▶ [WHAT YOU ARE ASKED TO DO]:
Please transcribe exactly, and only, the lines of the data below between the line holding "Target: coastal town" and the line holding "Target: ocean wave", inclusive.

▶ [THE INPUT]:

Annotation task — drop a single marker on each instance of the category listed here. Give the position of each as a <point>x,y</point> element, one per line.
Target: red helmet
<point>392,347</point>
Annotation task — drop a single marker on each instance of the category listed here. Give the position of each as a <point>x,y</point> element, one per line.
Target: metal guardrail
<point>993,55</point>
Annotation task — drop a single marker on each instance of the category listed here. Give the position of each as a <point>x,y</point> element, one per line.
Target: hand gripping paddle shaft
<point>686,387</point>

==

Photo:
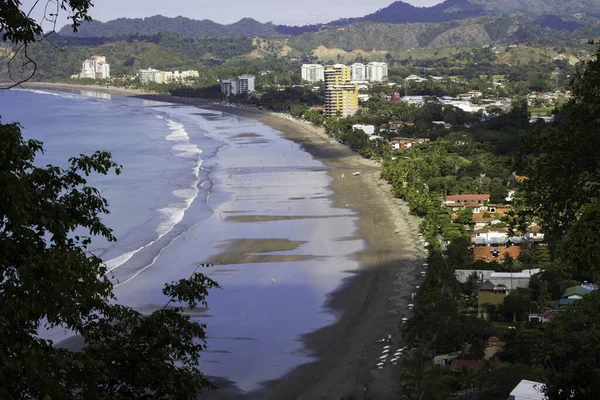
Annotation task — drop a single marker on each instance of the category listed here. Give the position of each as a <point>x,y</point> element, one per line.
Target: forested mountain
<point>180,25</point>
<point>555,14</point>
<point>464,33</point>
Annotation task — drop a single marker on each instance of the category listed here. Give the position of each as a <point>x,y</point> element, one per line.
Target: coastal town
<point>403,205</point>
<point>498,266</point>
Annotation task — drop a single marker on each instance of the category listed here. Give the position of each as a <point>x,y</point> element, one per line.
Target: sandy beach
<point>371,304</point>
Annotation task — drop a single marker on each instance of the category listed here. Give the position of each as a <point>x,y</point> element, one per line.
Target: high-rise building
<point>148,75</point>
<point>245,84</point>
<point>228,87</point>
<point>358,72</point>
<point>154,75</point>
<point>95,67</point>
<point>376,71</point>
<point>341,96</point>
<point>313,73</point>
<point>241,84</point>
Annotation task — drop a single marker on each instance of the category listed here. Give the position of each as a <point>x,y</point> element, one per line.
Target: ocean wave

---

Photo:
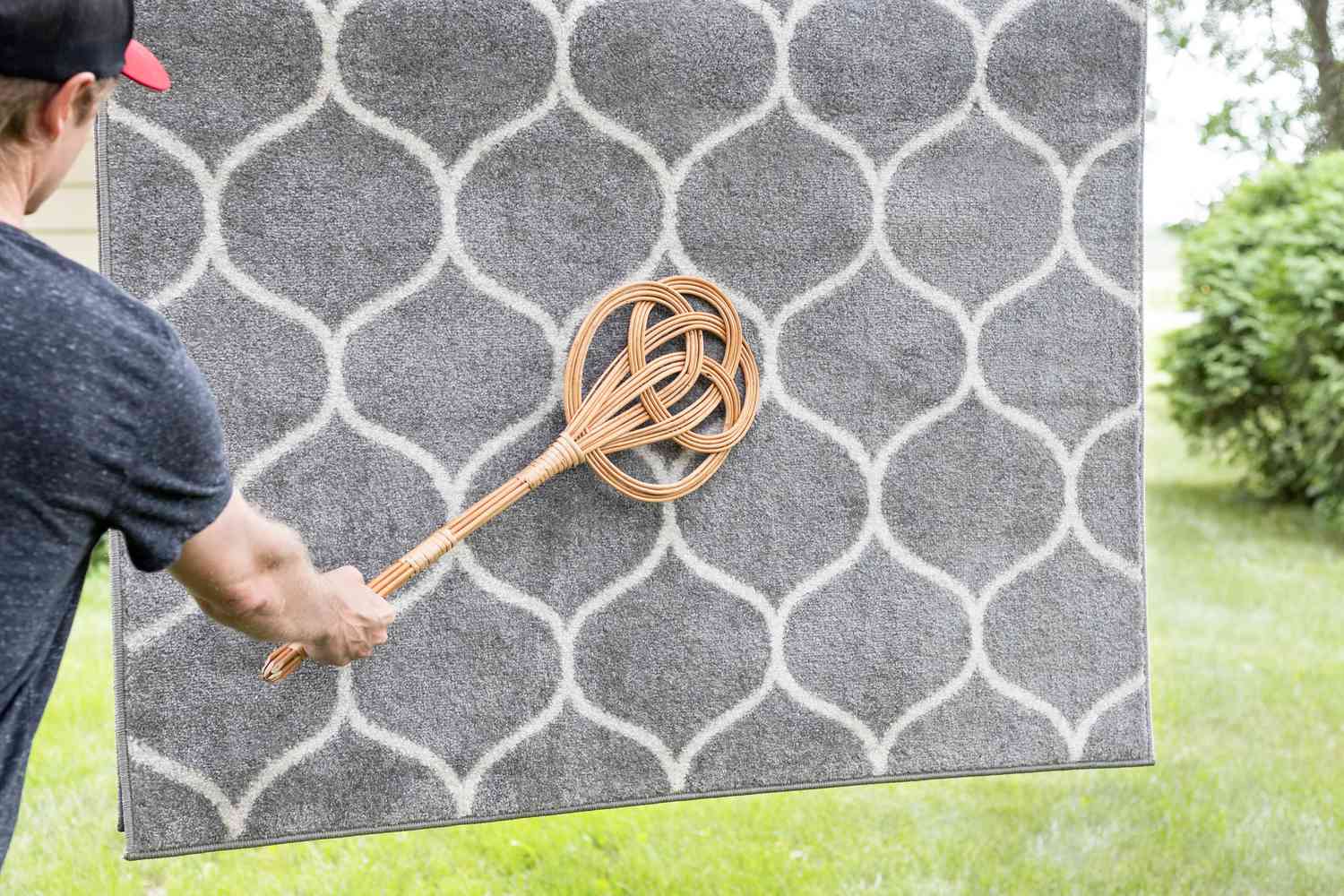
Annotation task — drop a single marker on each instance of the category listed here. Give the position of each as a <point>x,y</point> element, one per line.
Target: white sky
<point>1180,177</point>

▶ [RESULT OF THIS TASK]:
Target: coastal town
<point>403,205</point>
<point>498,266</point>
Annotation task — drop a single marker on each instance of the category listed here. Give the position of each as a <point>x,y</point> element, one per line.
Target: sandy beach
<point>371,304</point>
Annotation task — drop a single marker on each instance of the category listed here. Give the position of each as a <point>x,y</point> element, one per line.
Target: high-rise building
<point>148,75</point>
<point>245,84</point>
<point>228,87</point>
<point>358,72</point>
<point>154,75</point>
<point>95,67</point>
<point>376,71</point>
<point>341,96</point>
<point>313,73</point>
<point>241,84</point>
Annotation task — drop a single marker on each instance of the category listed here. Give the position of each as a <point>x,y</point> element, one per line.
Target: ocean wave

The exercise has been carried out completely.